§ WHAT THIS TASK INVOLVES
Please transcribe the records precisely; pictures stay out of your copy.

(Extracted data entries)
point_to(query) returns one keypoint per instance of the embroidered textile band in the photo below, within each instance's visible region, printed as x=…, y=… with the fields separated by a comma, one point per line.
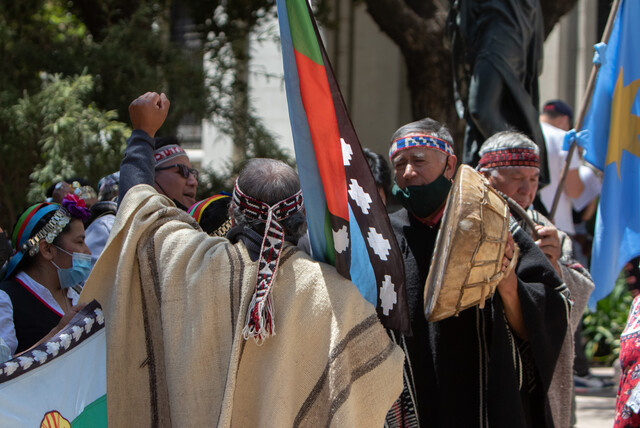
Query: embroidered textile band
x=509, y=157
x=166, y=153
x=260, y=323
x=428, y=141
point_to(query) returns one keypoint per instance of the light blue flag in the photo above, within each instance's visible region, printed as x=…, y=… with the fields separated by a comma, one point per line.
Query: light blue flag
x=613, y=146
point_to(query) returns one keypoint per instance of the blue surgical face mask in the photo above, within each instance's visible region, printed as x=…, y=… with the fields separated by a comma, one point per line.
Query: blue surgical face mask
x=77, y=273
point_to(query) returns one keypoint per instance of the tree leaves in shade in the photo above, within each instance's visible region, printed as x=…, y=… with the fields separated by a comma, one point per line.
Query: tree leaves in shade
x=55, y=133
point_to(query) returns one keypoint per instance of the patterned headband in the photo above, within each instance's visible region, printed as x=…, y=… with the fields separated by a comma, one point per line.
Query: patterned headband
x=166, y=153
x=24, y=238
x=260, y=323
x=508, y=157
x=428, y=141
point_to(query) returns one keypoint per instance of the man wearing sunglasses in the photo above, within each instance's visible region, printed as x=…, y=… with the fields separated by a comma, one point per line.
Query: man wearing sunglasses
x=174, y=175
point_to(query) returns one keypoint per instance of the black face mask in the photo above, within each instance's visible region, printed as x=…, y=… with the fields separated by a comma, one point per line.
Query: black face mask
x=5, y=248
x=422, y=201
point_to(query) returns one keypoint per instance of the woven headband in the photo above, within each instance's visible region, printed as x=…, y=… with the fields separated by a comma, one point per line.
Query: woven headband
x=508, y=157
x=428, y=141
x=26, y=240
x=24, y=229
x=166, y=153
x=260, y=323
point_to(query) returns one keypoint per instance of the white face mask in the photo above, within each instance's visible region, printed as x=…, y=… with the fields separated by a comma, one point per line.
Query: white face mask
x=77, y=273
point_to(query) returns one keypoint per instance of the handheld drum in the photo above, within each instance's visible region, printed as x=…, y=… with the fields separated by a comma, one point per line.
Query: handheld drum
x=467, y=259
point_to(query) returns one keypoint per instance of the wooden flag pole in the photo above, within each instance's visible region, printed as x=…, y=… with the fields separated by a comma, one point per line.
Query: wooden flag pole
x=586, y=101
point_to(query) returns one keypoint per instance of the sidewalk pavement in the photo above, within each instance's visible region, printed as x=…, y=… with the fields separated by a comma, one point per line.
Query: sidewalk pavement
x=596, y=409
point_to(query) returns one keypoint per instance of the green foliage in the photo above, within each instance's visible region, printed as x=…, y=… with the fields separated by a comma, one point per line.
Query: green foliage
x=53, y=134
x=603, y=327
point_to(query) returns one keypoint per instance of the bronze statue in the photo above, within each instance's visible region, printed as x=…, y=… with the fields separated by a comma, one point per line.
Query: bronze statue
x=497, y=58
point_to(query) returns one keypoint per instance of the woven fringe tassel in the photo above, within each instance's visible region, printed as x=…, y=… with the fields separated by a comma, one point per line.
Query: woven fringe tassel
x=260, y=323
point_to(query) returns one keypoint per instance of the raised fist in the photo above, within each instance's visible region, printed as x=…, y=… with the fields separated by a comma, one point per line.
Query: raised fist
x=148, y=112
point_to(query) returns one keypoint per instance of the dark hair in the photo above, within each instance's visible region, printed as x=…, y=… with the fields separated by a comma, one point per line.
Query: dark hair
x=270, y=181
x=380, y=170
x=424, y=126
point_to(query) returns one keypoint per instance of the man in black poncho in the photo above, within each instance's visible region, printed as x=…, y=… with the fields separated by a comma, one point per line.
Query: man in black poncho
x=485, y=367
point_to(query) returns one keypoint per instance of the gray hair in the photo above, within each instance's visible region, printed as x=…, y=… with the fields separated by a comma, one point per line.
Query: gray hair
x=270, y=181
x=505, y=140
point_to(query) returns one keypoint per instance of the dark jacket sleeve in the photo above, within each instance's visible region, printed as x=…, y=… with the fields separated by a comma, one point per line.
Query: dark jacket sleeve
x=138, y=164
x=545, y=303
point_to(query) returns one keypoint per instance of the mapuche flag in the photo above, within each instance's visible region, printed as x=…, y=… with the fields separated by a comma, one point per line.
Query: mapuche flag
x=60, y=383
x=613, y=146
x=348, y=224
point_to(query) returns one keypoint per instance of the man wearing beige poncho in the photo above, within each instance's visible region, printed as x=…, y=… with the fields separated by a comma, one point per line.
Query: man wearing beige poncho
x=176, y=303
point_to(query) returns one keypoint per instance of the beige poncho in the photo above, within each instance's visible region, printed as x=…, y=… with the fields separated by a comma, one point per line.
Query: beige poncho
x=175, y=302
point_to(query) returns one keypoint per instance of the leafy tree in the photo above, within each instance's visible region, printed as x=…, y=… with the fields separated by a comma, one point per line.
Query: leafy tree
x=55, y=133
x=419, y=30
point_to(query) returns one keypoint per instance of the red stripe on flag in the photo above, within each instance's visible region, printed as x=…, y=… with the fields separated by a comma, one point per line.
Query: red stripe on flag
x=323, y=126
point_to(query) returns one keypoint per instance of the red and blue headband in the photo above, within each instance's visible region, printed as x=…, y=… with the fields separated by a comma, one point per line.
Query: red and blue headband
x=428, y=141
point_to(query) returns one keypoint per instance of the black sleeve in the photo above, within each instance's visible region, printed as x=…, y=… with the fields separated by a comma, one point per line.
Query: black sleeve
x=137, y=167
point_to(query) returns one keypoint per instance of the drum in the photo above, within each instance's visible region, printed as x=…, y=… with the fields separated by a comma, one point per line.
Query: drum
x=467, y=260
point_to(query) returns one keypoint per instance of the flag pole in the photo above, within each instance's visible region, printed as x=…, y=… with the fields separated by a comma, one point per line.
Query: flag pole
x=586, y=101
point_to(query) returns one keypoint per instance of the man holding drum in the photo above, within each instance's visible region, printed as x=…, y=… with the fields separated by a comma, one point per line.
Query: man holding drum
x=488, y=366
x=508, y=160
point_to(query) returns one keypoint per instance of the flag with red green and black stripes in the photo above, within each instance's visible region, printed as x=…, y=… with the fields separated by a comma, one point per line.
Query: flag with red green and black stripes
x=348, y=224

§ EXPECTED OUTPUT
point_to(query) returns one keypoint per instance of the embroidered textile band in the photo below, within each instance's visible region, printed as x=…, y=… with the fields separated by a comma, one point per line.
Query: embroidered textile band
x=509, y=157
x=166, y=153
x=260, y=323
x=428, y=141
point_to(query) returns one keypoint per instance of the light blue flag in the photo above, within each instance's visible region, printed as x=…, y=… with the fields separated by a comma, one point per line.
Query: light blue flag
x=613, y=146
point_to(query) returns one keypoint per instance of the blue surgical face mask in the photo above, within each instance's visible region, printed as x=…, y=… with the fields separated by a comma, one point per line.
Query: blue surgical face mask
x=77, y=273
point_to(query) returns one keypoint per instance of the tree leaves in shade in the photo above, within each instance's visible region, printed as x=…, y=… with the fields separated by a comma, one point per line.
Query: tree leaves in shade
x=55, y=133
point_to(query) returns one keypoint per instance of the patterned headband in the photo above, within each instance's visible region, printed as x=…, y=… with the fields separated by a comma, one point per line.
Query: patterned headband
x=166, y=153
x=24, y=238
x=260, y=323
x=508, y=157
x=428, y=141
point_to(query) returns one keypoint per instance of the man wearing sunglasses in the photo above, within each instance's visible region, printed as x=…, y=… with the fields separated by a comma, one point per line.
Query: man wearing sunglasses
x=174, y=175
point_to(query) returns one keypoint per instance of the black face mask in the photo above, within each instance's visible region, printed as x=…, y=… with the fields separated by a comma, one point per line.
Query: black face mask
x=5, y=248
x=422, y=201
point_to(query) returns one keypoint per instance of the woven headband in the photo above, within each instance's visible region, printed as x=…, y=… with the fields separated by a comma, one point per line.
Query: woven headband
x=508, y=157
x=428, y=141
x=26, y=240
x=24, y=229
x=166, y=153
x=260, y=323
point_to(query) returns one keypoint per instance of the white face mask in the photo above, within each instance's visible region, printed as x=…, y=… with the fields separated by a comma, one point per line.
Query: white face mask
x=77, y=273
point_to(query) returns one keypoint per instance of the handheld drum in the photo above, within each instance's visible region, printed as x=…, y=… with the fields separated by a comma, one point per line.
Query: handheld drum
x=467, y=259
point_to(query) returns one keypoint per instance of the wooden flag pole in the photo above, within each instance's visible region, printed as x=…, y=… with the fields separated by a comma, one point per line.
Query: wooden flag pole
x=586, y=101
point_to(query) returns one keypoint per instance of the sidewalk pavement in the photo above, within each instance's visible region, printed as x=…, y=… with the fields separated by a comma, one point per line.
Query: sidewalk pavement
x=596, y=409
point_to(query) returns one keypoint per instance of the green foliage in the photo above, within each instance's visible region, printed as x=…, y=… with the fields separated by a comma, one point per line.
Query: green foliage
x=53, y=134
x=603, y=327
point_to(query) returns one keypoint per instance of the bronze statue in the photo above, within each instance's visible region, printed as x=…, y=… with the fields separated by a comma, one point per line.
Query: bronze statue
x=497, y=58
point_to(query) returns one keypoint per instance of the woven fringe tassel in the photo above, within each instance's visible region, printed as x=…, y=… with the fields separated by a comma, one point per line.
Query: woven fringe tassel
x=260, y=323
point_to(query) returns one keypoint per instance of the raised fist in the photo above, within each instance's visible region, printed as x=…, y=… with the fields separated by a comma, one point per line.
Query: raised fist
x=148, y=112
point_to(query) returns one keypoint per instance of the dark hair in the photo above, within each instance's visible region, printed as x=…, y=… with the fields separated by a comma, one point per line.
Query: dark hair
x=270, y=181
x=380, y=170
x=424, y=126
point_to(query) returns one keypoint per instance of the man in black poncho in the photo above, within each instance's visible region, printed as x=…, y=… with the fields separated by a comma, one point per line.
Query: man in black poncho
x=485, y=367
point_to(query) returns one keypoint per instance of the gray hair in the photo above, within each instance's visible region, printed as x=…, y=… with the fields separated by a comma, one point per line.
Query: gray hair
x=270, y=181
x=505, y=140
point_to(query) returns one keypoint per instance of the dark jacket sleeve in the photo above, within each instance's visible region, printed as x=…, y=… with the fields separated by a comma, one point per line.
Query: dark jacket sleeve
x=138, y=164
x=545, y=303
point_to(query) returns one keypoint per instance of the mapuche flag in the photo above, within each instance's visible region, printed as x=…, y=… with the fields separated by a comma, one point per line.
Query: mapuche flag
x=60, y=383
x=613, y=146
x=348, y=224
point_to(query) returns one keypoint per instance of the man wearing beige poncho in the photo above, within each instance's visible region, printed as x=…, y=… with the fields separated by a comma, one point per line.
Query: man wearing beige poncho
x=176, y=303
point_to(query) returns one keypoint per instance of the beige poncho in the photo above, within each instance's visible region, printed as x=…, y=… with the fields separated by a comma, one point per line.
Query: beige poncho
x=175, y=302
point_to(query) returns one keypoint per instance of the leafy tree in the photo above, within each instance's visible region, printed as x=…, y=… with the fields separated by a comma, one point per line.
Query: leafy tree
x=55, y=133
x=419, y=30
point_to(query) returns one keypoint per instance of the red stripe on flag in the photo above, within each instance's visible region, printed as x=…, y=… with the fields separated by a comma, one point per line.
Query: red stripe on flag
x=323, y=126
point_to(query) returns one keypoint per instance of the red and blue headband in the photo above, within each instance's visible region, printed as x=…, y=… with the fields separated by a comma, one point per line.
Query: red and blue headband
x=428, y=141
point_to(query) returns one keypoint per instance of the black sleeve in the photo above, within each instance's visible region, printed as x=…, y=… with the fields separated by a comma, one point per line.
Query: black sleeve
x=137, y=167
point_to(query) returns one keypoint per instance of the drum in the photo above, within each instance's visible region, printed as x=…, y=… with the fields separated by a comma, one point per line.
Query: drum
x=467, y=260
point_to(query) returns one keypoint per instance of the flag pole in the photo above, within each instance's visible region, printed as x=…, y=… with the fields separated by a comma, one point per line.
Query: flag pole
x=586, y=101
point_to(query) returns one keypoint per instance of the man holding drum in the photo above, within each instance's visible region, printed as x=…, y=… with the fields separated by a comma, one point per line.
Query: man holding drum
x=488, y=366
x=508, y=160
point_to(query) returns one keypoint per instance of the flag with red green and black stripes in the photo above, within each instance's visible region, printed as x=…, y=… with the fields separated by a comma, one point per line.
Query: flag with red green and black stripes
x=348, y=224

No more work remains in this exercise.